→ **TASKS TO CARRY OUT**
- a) Decide whether each statement below agrees with the transcript. Answer yes or no, and quote the words of the transcript that settle it.
(i) The experiment is getting hits from around 125 economies.
(ii) About 2,400 AS numbers have been seen over the life of the experiment.
(iii) Around 16 measures have come from Vatican City.
- b) Answer these questions from the transcript, one line each.
(i) About how many AS numbers give data that can be graphed?
(ii) What share of the AS set that is currently routed has had some measurement?
(iii) What did the next speaker say they had helped do?

→ **SELECTED EXCERPT**

-- begin --

We are getting hits from around 125 of the 200 to 250 economies in the world, so somewhere around half of all economies are being seen.
We are seeing about 2,400 AS numbers, which can give us data we can graph. We have seen far, far more ASN.
If you look at the bottom, we have seen over the life of
the experiment 35,000, somewhere around 75 to 80 per cent of the entire AS set that is currently routed, we have had some measurement on.
I like to tell people we've seen Vatican City, we have seen around 16 measures from Vatican City. The last time I gave this talk, I said, "I'm not sure whose eyes were on the keyboard when it happened and I couldn't confirm they did v6." The next speaker said, "I helped network the Vatican City and I can assure you they do have v6." Maybe we need more cardinals to go on the web and see if they can see our advert, so we can measure them better.

-- end --

→ **RECORD EXCERPTS**
-- begin --

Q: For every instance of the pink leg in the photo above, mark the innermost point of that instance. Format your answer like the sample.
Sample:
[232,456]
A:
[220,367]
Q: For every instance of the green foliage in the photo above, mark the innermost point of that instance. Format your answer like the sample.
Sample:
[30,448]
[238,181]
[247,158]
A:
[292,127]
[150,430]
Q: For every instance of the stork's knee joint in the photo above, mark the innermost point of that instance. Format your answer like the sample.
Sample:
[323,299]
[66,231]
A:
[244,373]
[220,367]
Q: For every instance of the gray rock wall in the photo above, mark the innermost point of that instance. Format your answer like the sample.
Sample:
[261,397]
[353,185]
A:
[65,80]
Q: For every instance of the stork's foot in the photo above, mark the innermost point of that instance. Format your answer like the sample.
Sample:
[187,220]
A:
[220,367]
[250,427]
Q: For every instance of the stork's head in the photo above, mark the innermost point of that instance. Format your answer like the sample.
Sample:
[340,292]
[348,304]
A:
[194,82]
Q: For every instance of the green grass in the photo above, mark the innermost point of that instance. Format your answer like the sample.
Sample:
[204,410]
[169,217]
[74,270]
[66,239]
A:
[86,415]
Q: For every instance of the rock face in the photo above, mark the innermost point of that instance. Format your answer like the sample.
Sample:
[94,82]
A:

-- end --

→ **RESPONSES FOR EACH TASK**
- a)
(i) Yes: "We are getting hits from around 125 of the 200 to 250 economies in the world"
(ii) No: "we have seen over the life of the experiment 35,000"
(iii) Yes: "we have seen around 16 measures from Vatican City"

- b)
(i) About 2,400
(ii) Somewhere around 75 to 80 per cent
(iii) Network the Vatican City